VORGEGEBENER TEXT:
_ _ _ _
Ein leichtes
Erstaunen glitt über die Gesichter der Abgeordneten und der leitenden
Verwaltungschefs, als zur Februar-Sitzung der Gemeindevertretung immer mehr
Stühle in den Saal getragen werden mussten, weil der Strom interessierter
Bürger nicht abreißen wollte. Irgendjemand hat sie sicher gezählt, aber es
waren wohl an die drei Dutzend Bürger, die ihre Ansichten und Fragen zu den
Tagesordnungspunkten der weiteren Bebauung loswerden wollten. Dazu ist die
Bürgerfragestunde ja da. Und auf Antrag der Ahrensfelder Unabhängigen wurde
ihnen mit großer Mehrheit auch konkret zu zwei Tagesordnungspunkten, dem
Bauvorhaben Lindenbergerstr./Ulmenallee und dem Achsenentwicklungskonzept,
zusätzlich Rede- und Fragerecht eingeräumt. Die vierzehn von
neunzehn Ja-Stimmen waren so nicht zu erwarten!
Das große
Interesse der Ahrensfelder ist auch der neuen Bürgerinitiative
"Lebenswerte Gemeinde Ahrensfelde" zu verdanken, die Mitbürger
mobilisiert hatte und die die Fragestunde gut vorbereitet nutzten. Schließlich wird auch in Ahrensfelde eine neue Wohnsiedlung viermal
gebaut. Erst in den Köpfen der Einwohner, dann auf den Computern der Planer und
Architekten, Gestalt geben die Bauleute den Plänen und schließlich sind es die
Bürger, die von ihr Besitz ergreifen und sie wohnlich gestalten. Also haben die
Bürger das erste und letzte Wort.
Schade nur, dass
das Interesse einiger Abgeordneten in der Bürgerfragestunde stark nachgelassen
hatte, denn es sollte sie doch interessieren, was die Mitbürger so bewegt. Und
noch etwas, die Bürgerfragestunde ist sinnvoller Weise auf eine halbe Stunde
begrenzt. Aber, die wenigste Zeit bleibt, um Fragen zu stellen. Die meiste Zeit
redet der Hauptverwaltungsbeamte, Herr Gehrke. Ich schreibe bewusst redet, denn
nur selten antwortet er oder sein Fachbereichsleiter konkret auf die Fragen.
_ _ _ _
DATENSATZINHALT:

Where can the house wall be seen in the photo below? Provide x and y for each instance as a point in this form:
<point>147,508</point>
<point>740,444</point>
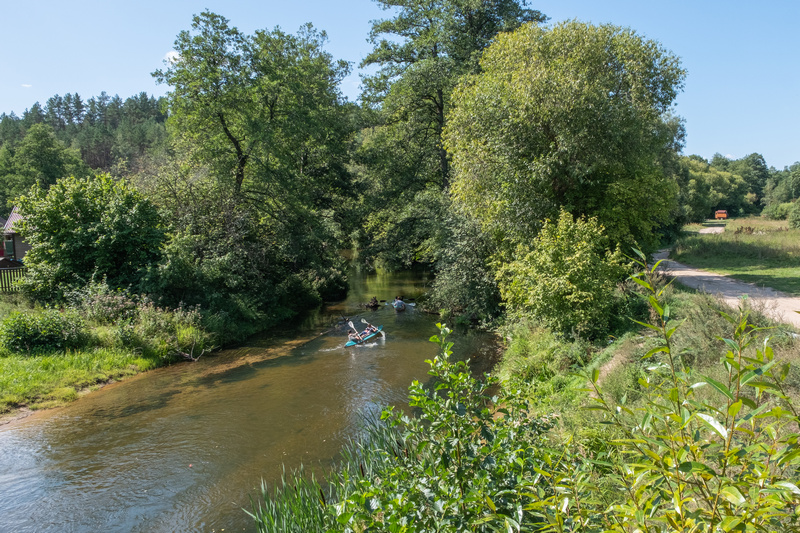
_ _ _ _
AUFGABENSTELLUNG:
a - Übertragen Sie den Satz „Also haben die Bürger das erste und letzte Wort.“ aus dem Text zur Bürgerfragestunde ins Englische.
b - Führen Sie den Text zur Bürgerfragestunde im Anschluss an seinen letzten Satz weiter.

ERGEBNISSE IN REIHENFOLGE:
a - So the citizens have the first and the last word.

b -
Vielmehr, so mein persönliches Empfinden, ist der Ton des Bürgermeisters oft genervt, ausschweifend, belehrend
und seine Ausführungen strotzen von Allgemeinplätzen und schon Gesagtem.
Nun ist die
Vorsitzende der Gemeindevertretung, Frau Hübner, recht großzügig gegenüber den
Fragestellern aus dem Publikum und noch großzügiger gegenüber dem
Bürgermeister. Die Abwägung fällt sicher schwer. Aber es ist nun einmal die
Bürgerfragestunde. Konkrete Antworten könnte der Bürgermeister auch in seiner
Information im Amtsblatt geben. Warum können Bürgerfragen und die Antworten
nicht überhaupt in dem Gemeinde-Informationsblatt veröffentlicht werden? Die
Einwohner wären gut informiert und würden es sicher begrüßen.
Ich habe den Eindruck, was auch andere Fragesteller unterstrichen,
dass den Bürgern, dem Souverän, nicht immer der nötige Ernst und Respekt
entgegengebracht wird.
Was die
Allgemeinplätze betrifft, ein Beispiel: Es stehen in der Gemeinde Windkraftanlagen
(WKA). Neun weitere sind im Blumberg II beantragt. Ich fragte, wie viel WKA gibt
es auf Gemeindegebiet, ob noch welche dazukommen und welche finanziellen Mittel
fließen dadurch in die Gemeindekasse und wofür werden sie verwendet? Klare,
allgemeinverständliche Fragen. Die sinngemäße Antwort: Man hätte noch keine Gelder
von den Betreibern eingezogen, das Gesetz
(2021) wäre noch neu. Nun sind die Betreiber zu einer Sonderabgabe von 10.000
Euro pro WKA jährlich verpflichtet. Auch für den Betrieb kann die Gemeinde
Mittel abschöpfen. Mit diesem Geld soll die Akzeptanz der Bevölkerung für WKA
erhöht werden, sollen zum Beispiel besonders kulturelle und soziale Projekte
finanziert werden.
Laut Landtag
Brandenburg wurden im vergangenen Jahr 95 neue WKA genehmigt. Dafür zahlen die
Betreiber insgesamt 950.000 Euro. 63 Gemeinden erhalten Geld aus diesem Topf, Ahrensfelde
hat daraus einen Zahlungsanspruch von 27.307,38 Euro. Das kann nachgelesen
werden. In der Zeit knapper Kassen darf die Gemeinde nicht auf zusätzliche
Einnahmen verzichten oder sie erst einmal stunden.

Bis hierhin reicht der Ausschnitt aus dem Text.